### Text
* * *
Beyond a ton of chores and a large amount of homework, there are few things that scare children more than needles at the doctor's office. To be fair, there are few things that scare many adults more than large needles at the doctor's office. With that said, the U.S. has been able to get more than half of the nation's adults vaccinated against COVID-19. Now, health officials are hoping to have the same, if not more, success with children between the ages of 5 and 11.
After earning emergency authorization for a children's vaccine, NPR reports that 900,000 elementary school-aged children will receive the Pfizer-BioNTech COVID-19 vaccine by the end of November 10. Efforts will not stop there. The public media outlet also reported that 700,000 more children will receive the first dose of the vaccine in the coming days.
"This does not include appointments being made, for example, at places like pediatricians' offices, children's hospitals and other sites," a White House official told NPR.
* * *
According to the text on COVID-19 vaccines for children, how many elementary school-aged children will receive the Pfizer-BioNTech vaccine by the end of November 10?
* * *
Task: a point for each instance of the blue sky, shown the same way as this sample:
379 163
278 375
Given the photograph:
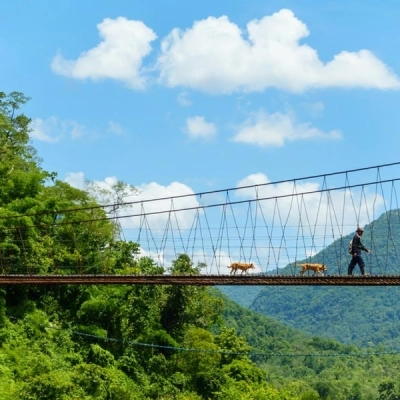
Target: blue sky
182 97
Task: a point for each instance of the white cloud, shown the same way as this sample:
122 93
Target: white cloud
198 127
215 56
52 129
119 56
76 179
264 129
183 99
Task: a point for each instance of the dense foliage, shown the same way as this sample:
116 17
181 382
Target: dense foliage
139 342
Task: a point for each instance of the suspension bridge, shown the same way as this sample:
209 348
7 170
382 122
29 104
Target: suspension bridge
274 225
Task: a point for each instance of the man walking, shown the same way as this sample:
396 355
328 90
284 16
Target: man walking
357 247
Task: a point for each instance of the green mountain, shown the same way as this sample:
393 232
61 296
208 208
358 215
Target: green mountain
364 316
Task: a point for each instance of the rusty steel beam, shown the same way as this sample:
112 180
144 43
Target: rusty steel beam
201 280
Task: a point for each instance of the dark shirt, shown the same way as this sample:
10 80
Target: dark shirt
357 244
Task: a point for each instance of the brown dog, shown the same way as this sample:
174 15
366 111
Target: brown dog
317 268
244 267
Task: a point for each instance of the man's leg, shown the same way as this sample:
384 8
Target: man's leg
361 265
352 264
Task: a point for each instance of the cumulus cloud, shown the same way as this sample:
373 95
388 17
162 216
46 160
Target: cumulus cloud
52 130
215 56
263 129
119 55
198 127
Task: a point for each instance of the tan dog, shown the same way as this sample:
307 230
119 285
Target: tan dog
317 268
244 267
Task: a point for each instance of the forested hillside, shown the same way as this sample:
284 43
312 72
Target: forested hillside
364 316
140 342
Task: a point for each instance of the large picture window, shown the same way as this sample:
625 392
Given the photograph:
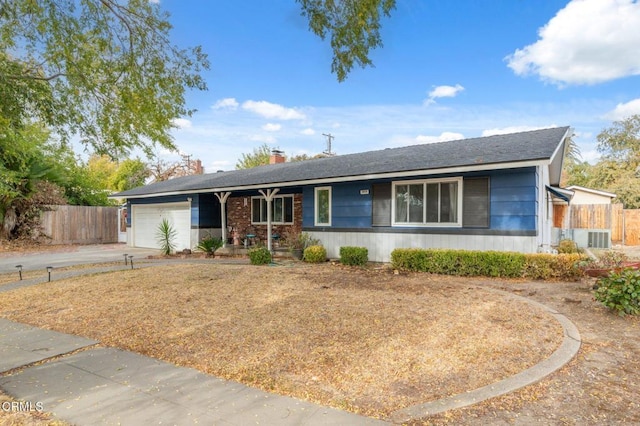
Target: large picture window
* * *
### Response to the task
900,000 children